** start of Given data **

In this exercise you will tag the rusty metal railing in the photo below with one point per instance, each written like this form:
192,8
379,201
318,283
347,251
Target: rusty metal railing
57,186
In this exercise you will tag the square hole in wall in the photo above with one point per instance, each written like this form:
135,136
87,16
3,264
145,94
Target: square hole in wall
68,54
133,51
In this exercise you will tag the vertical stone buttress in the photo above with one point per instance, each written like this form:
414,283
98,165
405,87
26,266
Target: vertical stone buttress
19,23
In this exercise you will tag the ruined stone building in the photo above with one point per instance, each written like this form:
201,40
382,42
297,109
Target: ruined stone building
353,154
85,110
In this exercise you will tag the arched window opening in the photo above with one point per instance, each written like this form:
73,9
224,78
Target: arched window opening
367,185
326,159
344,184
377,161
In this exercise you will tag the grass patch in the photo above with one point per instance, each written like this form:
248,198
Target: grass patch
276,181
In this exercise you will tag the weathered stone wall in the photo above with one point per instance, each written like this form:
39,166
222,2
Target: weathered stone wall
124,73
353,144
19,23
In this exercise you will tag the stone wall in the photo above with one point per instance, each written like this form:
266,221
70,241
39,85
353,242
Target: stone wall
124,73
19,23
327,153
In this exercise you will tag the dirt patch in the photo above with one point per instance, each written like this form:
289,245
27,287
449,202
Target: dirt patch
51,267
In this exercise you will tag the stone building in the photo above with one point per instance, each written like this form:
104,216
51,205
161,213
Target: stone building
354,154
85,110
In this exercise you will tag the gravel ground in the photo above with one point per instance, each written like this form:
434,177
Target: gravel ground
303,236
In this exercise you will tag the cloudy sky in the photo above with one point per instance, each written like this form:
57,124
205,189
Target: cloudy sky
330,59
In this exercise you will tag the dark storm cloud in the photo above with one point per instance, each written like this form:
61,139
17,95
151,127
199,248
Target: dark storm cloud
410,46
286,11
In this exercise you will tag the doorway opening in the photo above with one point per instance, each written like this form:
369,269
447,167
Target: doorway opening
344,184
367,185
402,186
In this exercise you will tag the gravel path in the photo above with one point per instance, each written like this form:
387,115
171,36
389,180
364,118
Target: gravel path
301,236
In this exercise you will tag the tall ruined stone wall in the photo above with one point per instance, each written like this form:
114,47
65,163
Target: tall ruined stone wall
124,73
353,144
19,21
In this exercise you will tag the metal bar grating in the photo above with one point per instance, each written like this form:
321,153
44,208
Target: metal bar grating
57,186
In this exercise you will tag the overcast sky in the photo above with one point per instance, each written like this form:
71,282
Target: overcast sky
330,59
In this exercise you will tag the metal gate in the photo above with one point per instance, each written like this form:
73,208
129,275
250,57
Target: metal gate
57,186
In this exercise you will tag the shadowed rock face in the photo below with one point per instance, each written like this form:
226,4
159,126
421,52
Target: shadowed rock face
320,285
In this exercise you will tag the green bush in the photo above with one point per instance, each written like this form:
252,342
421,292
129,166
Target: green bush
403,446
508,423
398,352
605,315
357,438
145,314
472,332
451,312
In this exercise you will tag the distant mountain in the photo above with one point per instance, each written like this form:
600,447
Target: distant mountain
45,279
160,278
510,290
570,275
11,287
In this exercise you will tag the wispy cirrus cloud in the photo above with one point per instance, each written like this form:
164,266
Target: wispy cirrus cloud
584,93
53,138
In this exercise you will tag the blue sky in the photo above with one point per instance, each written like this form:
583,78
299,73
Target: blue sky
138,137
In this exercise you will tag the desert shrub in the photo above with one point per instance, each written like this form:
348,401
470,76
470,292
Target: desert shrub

** end of Given data **

● **Work to be completed**
Reproduce all of the rows above word for word, with nothing added or changed.

● **Task answer**
In this exercise you will tag the rusty metal railing in the photo below with one point per instance, each written like this form:
192,8
379,201
318,283
347,251
Target: rusty metal railing
57,186
In this exercise you will tag the square hole in wall in the photo above with one point per instance, each written like this form:
135,136
87,16
3,264
145,94
Target: square hole in wall
68,54
133,51
In this exercise you will tag the vertical stone buttress in the photo above with one point per instance, each written like this form:
414,283
98,165
405,87
26,266
Target: vertical stone buttress
19,23
In this exercise you will tag the ruined stone building in the photo above with one point per instance, each written like this form:
201,40
382,42
297,109
Target: ruined stone building
353,154
85,110
In this exercise you will tag the arched window opening in the photo above with one point per instance, each written like this form:
73,9
224,78
Target: arched window opening
367,185
326,159
344,184
377,161
In this exercise you will tag the grass patch in the photo above with one point per instance, each written like this form:
248,198
Target: grass patch
276,181
In this exercise you will tag the weathered stone wall in the photo above with one point per instance, each written like this form:
39,166
222,2
Target: weathered stone wall
124,73
353,144
19,23
In this exercise you will tag the stone wall in the photo above with one point per instance, each written like this form:
266,221
70,241
39,85
353,242
Target: stone wall
124,73
19,23
327,153
In this exercise you will tag the dirt patch in the photo above with one point per instance, each written like this form:
289,245
27,287
449,202
Target: dirt patch
51,267
In this exercise you will tag the stone building in the photo above with one point per instance, each written like this form:
104,216
51,205
161,213
Target: stone building
354,154
85,110
In this exercise you will tag the gravel ground in the photo above with one point per instance, each written like this form:
434,177
Target: gravel ground
303,236
In this exercise you will tag the cloudy sky in the photo above with one point per instance, each written like this form:
57,124
205,189
Target: cloudy sky
330,59
In this exercise you will tag the dark storm cloud in the photo above with one point per instance, each written like this form:
61,139
17,95
151,127
199,248
Target: dark storm cloud
410,46
286,11
In this exercise you will tag the doorway opening in the photo above with one point per instance, each written like this form:
369,269
447,167
Target: doorway opening
344,184
367,185
402,186
In this exercise you will tag the gravel path in the photo above with one point per instance, each written like this form:
387,115
171,36
389,180
364,118
Target: gravel path
301,236
In this exercise you will tag the tall ruined stone wall in the photo above with one point per instance, each written like this form:
114,47
65,163
Target: tall ruined stone wall
124,73
353,144
19,21
In this exercise you will tag the metal bar grating in the photo above with one point per instance, each written like this form:
321,153
44,208
Target: metal bar grating
57,186
In this exercise you will tag the overcast sky in the photo above with one point per instance, each written like this form:
71,282
Target: overcast sky
330,59
In this exercise you will tag the metal gate in the photo above with one point per instance, each written like this form:
73,208
129,275
250,57
Target: metal gate
57,186
In this exercise you will tag the shadowed rock face in the photo below with one point per instance, each written like this form:
226,4
159,126
421,52
Target: shadowed rock face
320,285
In this exercise you will tag the green bush in the photo above with one point per instance, each written like this form:
252,342
421,292
129,166
Target: green bush
403,446
508,423
398,352
605,315
357,438
145,314
472,332
451,312
In this exercise you will tag the distant mountain in the photo above with one point per instance, each written like this form:
600,447
Target: distant mountain
45,279
160,278
510,290
570,275
11,287
In this exercise you will tag the wispy cirrus cloud in the photo above with one point per instance, each written like this form:
164,266
Target: wispy cirrus cloud
584,93
53,138
In this exercise you will tag the blue sky in the photo above with one point per instance, each written like this form:
583,78
299,73
Target: blue sky
138,137
In this exercise you will tag the desert shrub in the photo above with one point per instance, each written like this form:
348,401
470,76
470,292
Target: desert shrub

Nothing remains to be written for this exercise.